— Supplied passage —

Condition II(b, δ, d). ${‖ f_{θ (ε_{n}^{*})} - \bar{f} ‖}_{\infty} \leq η$ .

In both conditions, η is given in Assumption B.

3.2. Oracle inequalities

We now provide our theorem on oracle inequalities for the Cox model lasso estimator, with detailed proof given in the next section. The key idea of the proof is to find bounds of differences between empirical errors of the working model (1.2) and between approximation errors of the partial likelihood, denoted as Z_θ and R_θ in the next section.

Theorem 3.1. Suppose Assumptions A-E and Conditions I(b, δ) and II(b, δ, d) hold. With

Δ (b, δ, δ_{1}, δ_{2}) ≔ d (δ_{1}, δ_{2}) \frac{1 - δ^{2}}{δ b} \lor 1,

we have, with probability at least

1 - {{log}_{1 + b} \frac{{(1 + b)}^{2} Δ (b, δ, δ_{1}, δ_{2})}{δ_{1} δ_{2}}} {(1 + \frac{3}{10} W^{2}) exp (- n {\bar{a}}_{n}^{2} r_{1}^{2}) + 2 exp (- n ξ^{2} / 2)},

that

ℰ (f_{{\hat{θ}}_{n}}) \leq \frac{1}{1 - δ} ε_{n}^{*} and I ({\hat{θ}}_{n} - θ_{n}^{*}) \leq d (δ_{1}, δ_{2}) \frac{ζ_{n}^{*}}{b} .

(Excerpts from a detection dataset)
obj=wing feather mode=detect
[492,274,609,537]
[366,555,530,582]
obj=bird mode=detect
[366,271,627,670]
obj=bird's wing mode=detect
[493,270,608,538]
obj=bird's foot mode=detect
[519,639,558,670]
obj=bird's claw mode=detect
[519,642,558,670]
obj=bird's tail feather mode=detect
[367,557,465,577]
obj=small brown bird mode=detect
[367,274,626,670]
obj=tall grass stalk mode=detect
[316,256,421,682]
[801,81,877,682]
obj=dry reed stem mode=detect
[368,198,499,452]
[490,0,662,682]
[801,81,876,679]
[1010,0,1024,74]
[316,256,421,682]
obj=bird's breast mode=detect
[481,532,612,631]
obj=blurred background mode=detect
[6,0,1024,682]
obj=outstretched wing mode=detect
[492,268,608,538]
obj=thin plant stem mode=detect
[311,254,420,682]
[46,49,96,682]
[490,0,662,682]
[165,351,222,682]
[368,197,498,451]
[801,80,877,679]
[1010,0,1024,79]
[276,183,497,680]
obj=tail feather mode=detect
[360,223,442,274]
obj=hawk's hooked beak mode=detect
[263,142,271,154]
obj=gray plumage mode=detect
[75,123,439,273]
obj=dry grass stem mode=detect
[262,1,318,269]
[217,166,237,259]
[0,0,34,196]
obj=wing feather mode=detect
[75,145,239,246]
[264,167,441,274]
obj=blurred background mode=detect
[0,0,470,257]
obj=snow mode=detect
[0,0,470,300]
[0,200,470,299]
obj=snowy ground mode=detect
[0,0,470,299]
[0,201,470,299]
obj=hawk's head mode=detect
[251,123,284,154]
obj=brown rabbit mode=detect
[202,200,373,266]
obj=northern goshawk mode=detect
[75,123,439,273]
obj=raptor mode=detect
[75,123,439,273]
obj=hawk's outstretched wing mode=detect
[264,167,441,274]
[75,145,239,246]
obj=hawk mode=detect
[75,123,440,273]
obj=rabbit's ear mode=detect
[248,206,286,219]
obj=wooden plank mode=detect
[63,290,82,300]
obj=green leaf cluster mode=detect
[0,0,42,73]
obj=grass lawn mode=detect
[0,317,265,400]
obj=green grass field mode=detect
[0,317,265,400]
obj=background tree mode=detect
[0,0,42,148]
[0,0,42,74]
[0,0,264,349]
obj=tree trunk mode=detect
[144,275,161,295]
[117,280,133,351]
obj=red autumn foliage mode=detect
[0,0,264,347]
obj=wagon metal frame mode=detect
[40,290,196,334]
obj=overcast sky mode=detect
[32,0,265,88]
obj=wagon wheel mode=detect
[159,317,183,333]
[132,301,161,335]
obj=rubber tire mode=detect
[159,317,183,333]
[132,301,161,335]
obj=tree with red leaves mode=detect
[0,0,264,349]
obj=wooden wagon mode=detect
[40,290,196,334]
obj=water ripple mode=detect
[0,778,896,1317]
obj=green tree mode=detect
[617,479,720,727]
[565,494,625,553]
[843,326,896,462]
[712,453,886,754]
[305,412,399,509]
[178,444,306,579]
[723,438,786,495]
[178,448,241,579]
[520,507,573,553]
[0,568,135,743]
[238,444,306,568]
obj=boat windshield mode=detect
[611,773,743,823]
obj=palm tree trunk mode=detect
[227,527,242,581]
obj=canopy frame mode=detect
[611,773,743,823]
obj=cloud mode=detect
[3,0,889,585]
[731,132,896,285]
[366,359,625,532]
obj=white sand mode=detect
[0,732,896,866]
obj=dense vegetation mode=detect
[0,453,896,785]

— Required work —
1. In the oracle inequalities excerpt, shorten the paragraph that begins "We now provide our theorem" into a brief bulleted list that keeps its main facts.
2. List every assumption and condition that Theorem 3.1 in the oracle inequalities excerpt supposes to hold.
3. According to the oracle inequalities excerpt, where is η given?
These records were taken from a separate source.

— Answers to the problems —
1.
- A theorem on oracle inequalities for the Cox model lasso estimator is presented, and its detailed proof comes in the next section.
- The proof's key idea is to bound the differences between empirical errors of the working model (1.2) and between approximation errors of the partial likelihood.
- In the next section these are denoted Z_θ and R_θ.

2.
- Assumptions A through E
- Condition I(b, δ)
- Condition II(b, δ, d)

3. In Assumption B.